Happy Belated Valentine's Day! Dave and I had quite a low-key evening. He made a delicious steak salad for me and then we watched a couple of very emotional episodes of "Friday Night Lights." So, it was a good night for us. I feel like blogs look better with a photo, so even though this is from the fall, and has nothing to do with Valentine's Day, I thought I'd include it anyway. We're at TPAC in this photo to see the ballet's performance of "Cinderella."
It was just a few days ago that I wrote about trust in the midst of difficult trials. And if I remember correctly I wrote about how we are made so much stronger through our life struggles and we can become better people. Well, this theme has come up several more times in the past few days!
We received a very kind email from David's grandmother who sent us these encouraging verses.
1 Peter 1: 3-7
3 Praise be to the God and Father of our Lord Jesus Christ! In his great mercy he has given us new birth into a living hope through the resurrection of Jesus Christ from the dead, 4 and into an inheritance that can never perish, spoil or fade. This inheritance is kept in heaven for you, 5 who through faith are shielded by God’s power until the coming of the salvation that is ready to be revealed in the last time. 6 In all this you greatly rejoice, though now for a little while you may have had to suffer grief in all kinds of trials. 7 These have come so that the proven genuineness of your faith—of greater worth than gold, which perishes even though refined by fire—may result in praise, glory and honor when Jesus Christ is revealed."

— REQUIRED WORK —
A) Output the passage of the Valentine's Day blog post that begins with the words containing "Happy Belated Valentine's" and ends with "past few days!".
B) In the Valentine's Day blog post, which ballet performance did the writer and Dave go to TPAC to see?

— DATA SUPPLIED —
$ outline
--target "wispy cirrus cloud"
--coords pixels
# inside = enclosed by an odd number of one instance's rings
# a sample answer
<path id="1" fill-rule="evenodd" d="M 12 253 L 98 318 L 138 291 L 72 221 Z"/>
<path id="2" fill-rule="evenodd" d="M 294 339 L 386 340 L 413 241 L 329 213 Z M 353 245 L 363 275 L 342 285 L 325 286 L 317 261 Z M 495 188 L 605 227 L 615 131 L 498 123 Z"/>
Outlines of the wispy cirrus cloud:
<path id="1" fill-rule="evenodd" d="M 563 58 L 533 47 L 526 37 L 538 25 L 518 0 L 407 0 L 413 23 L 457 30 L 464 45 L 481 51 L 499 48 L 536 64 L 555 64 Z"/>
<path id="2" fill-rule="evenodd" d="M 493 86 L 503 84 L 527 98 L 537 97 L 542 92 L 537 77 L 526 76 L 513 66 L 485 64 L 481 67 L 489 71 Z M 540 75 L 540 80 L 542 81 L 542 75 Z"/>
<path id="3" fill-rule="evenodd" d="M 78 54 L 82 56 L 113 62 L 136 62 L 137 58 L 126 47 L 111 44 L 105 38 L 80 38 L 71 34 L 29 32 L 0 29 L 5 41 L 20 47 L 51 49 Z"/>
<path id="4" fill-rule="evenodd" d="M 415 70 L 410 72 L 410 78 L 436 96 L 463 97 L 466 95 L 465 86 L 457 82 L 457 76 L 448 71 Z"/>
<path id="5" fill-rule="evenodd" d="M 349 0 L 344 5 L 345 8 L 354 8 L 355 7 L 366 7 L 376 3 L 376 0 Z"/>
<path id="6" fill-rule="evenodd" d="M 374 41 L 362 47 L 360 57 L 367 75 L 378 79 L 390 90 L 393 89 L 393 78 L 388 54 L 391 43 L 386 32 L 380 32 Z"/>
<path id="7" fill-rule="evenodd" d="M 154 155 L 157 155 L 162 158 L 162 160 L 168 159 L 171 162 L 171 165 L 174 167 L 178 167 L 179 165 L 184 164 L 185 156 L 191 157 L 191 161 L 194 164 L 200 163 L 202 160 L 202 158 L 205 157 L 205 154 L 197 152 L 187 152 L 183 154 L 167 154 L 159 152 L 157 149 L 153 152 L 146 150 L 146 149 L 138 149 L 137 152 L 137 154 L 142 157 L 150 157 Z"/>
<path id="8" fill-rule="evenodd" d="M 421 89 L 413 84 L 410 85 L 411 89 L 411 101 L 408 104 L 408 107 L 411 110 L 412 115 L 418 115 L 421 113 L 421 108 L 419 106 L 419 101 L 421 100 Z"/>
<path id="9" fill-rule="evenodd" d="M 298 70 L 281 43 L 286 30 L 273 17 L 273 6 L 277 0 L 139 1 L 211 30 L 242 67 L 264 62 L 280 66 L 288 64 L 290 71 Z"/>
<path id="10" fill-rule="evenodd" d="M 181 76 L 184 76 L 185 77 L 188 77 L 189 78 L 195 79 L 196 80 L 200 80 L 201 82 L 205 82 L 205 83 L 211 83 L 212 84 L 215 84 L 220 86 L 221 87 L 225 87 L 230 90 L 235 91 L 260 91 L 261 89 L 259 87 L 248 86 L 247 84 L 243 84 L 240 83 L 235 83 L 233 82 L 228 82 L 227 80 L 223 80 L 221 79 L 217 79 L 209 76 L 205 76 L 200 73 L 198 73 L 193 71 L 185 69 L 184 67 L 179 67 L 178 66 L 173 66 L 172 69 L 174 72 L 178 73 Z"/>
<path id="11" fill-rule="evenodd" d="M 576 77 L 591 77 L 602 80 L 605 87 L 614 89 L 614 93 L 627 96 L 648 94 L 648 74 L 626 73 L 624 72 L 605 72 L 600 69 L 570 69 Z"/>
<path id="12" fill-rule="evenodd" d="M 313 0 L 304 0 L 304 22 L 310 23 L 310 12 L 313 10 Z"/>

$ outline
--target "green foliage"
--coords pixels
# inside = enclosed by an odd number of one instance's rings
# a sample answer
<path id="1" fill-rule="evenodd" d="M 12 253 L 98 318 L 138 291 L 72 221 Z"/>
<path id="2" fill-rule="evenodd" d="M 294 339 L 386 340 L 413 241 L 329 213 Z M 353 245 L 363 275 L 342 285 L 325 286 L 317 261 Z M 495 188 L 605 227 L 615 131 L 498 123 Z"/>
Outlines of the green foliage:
==
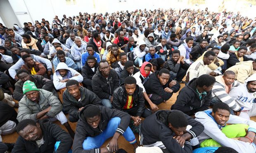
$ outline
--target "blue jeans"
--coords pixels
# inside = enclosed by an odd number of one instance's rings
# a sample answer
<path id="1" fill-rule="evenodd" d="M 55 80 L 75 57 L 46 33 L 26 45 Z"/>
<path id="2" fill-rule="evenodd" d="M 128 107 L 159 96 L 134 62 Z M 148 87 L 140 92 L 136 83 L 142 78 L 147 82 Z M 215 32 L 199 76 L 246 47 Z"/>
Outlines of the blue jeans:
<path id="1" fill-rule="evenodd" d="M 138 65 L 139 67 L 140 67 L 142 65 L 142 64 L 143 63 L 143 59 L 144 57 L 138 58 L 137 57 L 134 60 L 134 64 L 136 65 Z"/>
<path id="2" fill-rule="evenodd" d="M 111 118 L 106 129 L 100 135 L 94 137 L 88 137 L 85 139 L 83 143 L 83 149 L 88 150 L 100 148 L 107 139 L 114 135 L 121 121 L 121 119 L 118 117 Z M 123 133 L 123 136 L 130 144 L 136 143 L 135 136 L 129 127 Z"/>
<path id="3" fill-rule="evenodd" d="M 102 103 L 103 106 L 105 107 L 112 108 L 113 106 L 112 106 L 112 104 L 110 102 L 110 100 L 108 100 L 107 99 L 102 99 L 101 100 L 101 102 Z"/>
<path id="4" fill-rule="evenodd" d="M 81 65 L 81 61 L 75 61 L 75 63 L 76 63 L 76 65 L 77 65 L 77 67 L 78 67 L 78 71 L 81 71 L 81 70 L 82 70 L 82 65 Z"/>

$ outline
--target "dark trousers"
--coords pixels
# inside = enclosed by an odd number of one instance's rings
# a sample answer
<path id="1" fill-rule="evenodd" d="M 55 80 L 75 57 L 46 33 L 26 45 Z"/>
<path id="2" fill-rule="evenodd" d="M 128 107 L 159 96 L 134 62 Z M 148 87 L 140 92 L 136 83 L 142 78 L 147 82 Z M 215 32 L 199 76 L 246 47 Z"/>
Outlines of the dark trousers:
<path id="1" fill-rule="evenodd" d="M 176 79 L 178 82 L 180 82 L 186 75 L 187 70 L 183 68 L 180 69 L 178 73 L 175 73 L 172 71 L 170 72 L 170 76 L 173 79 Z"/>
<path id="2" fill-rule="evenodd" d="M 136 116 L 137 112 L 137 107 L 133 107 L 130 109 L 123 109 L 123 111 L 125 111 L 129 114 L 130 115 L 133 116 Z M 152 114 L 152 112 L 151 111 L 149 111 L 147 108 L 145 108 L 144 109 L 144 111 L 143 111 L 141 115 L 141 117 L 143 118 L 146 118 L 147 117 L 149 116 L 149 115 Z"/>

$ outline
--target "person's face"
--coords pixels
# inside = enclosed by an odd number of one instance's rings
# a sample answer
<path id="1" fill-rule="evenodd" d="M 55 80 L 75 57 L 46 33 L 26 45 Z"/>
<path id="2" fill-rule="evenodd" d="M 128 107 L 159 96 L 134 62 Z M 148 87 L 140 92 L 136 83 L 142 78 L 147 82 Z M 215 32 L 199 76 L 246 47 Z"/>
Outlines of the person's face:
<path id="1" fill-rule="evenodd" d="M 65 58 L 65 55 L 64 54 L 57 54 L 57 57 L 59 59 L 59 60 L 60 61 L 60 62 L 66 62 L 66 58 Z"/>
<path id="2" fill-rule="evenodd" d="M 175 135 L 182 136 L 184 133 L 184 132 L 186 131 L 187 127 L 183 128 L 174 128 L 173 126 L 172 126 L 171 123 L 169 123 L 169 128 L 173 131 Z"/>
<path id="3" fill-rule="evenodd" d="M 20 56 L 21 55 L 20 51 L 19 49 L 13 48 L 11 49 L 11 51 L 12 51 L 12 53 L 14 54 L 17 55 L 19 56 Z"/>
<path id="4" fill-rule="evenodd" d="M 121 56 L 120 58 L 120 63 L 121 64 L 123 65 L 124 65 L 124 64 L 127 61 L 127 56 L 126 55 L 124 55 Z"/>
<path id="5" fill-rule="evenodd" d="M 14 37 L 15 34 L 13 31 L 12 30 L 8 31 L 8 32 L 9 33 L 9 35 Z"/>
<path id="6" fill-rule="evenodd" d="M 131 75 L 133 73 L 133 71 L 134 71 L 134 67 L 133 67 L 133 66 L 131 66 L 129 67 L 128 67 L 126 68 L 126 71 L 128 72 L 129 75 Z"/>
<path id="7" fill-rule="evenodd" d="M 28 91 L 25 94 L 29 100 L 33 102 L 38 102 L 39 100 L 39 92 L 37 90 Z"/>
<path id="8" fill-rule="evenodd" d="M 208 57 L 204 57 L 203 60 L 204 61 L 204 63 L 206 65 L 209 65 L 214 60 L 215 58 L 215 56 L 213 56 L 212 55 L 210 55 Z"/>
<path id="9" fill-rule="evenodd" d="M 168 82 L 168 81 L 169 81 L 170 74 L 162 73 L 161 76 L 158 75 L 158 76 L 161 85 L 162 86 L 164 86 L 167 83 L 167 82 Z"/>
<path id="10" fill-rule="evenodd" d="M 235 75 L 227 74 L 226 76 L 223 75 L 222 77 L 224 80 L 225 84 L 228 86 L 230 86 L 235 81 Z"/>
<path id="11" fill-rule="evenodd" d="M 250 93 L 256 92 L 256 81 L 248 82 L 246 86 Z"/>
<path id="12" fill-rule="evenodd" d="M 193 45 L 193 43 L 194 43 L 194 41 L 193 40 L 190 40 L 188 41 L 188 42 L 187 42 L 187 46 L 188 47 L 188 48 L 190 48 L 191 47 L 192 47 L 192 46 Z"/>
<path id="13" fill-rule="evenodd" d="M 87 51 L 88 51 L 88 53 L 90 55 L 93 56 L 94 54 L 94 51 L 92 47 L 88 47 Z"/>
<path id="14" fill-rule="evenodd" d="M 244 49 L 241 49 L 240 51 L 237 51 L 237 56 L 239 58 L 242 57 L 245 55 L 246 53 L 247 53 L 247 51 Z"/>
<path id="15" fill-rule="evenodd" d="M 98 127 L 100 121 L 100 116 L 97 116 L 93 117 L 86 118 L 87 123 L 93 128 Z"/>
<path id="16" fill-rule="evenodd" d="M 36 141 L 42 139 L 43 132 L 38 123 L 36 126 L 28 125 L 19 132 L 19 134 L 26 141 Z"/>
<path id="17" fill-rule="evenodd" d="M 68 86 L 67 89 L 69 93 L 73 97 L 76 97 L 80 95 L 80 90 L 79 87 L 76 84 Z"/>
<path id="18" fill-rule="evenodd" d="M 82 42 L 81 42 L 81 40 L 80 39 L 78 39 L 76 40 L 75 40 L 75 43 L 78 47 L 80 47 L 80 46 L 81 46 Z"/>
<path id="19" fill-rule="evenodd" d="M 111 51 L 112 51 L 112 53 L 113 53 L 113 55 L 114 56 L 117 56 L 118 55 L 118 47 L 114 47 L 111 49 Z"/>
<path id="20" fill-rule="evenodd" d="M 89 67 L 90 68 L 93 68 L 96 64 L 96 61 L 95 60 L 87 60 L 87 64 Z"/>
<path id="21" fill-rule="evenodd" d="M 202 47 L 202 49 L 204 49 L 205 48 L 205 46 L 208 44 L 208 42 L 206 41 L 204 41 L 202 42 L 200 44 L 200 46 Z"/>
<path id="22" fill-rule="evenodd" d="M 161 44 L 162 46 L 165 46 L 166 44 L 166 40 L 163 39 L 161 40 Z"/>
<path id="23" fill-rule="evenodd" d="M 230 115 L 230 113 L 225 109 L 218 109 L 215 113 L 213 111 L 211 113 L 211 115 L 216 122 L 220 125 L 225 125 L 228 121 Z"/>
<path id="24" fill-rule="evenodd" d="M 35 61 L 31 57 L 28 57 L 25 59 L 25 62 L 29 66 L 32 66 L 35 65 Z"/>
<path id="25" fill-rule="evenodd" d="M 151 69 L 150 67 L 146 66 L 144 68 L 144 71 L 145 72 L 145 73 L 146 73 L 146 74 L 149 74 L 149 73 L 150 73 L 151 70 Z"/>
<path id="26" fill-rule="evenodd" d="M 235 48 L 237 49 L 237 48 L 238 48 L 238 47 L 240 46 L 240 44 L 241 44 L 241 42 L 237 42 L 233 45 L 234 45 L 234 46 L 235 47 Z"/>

— RESULTS —
A)
Happy Belated Valentine's Day! Dave and I had quite a low-key evening. He made a delicious steak salad for me and then we watched a couple of very emotional episodes of "Friday Night Lights." So, it was a good night for us. I feel like blogs look better with a photo, so even though this is from the fall, and has nothing to do with Valentine's Day, I thought I'd include it anyway. We're at TPAC in this photo to see the ballet's performance of "Cinderella."
It was just a few days ago that I wrote about trust in the midst of difficult trials. And if I remember correctly I wrote about how we are made so much stronger through our life struggles and we can become better people. Well, this theme has come up several more times in the past few days!

B) "Cinderella"